[WHAT TO PRODUCE] Copy the result of filtering the entries below for lines that include the string "image".
[PROVIDED DATA — start]
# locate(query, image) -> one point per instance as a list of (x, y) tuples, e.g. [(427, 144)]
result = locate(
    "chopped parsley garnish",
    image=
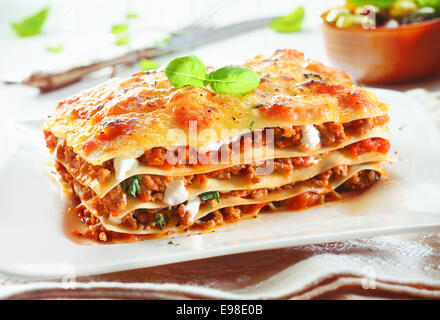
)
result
[(147, 64), (132, 186), (251, 125), (210, 195), (160, 220)]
[PROVIDED DATA — finish]
[SOLVED PROBLEM]
# locate(query, image) -> one point per instance as a list of (x, y) tuples, e.g. [(427, 144)]
    image=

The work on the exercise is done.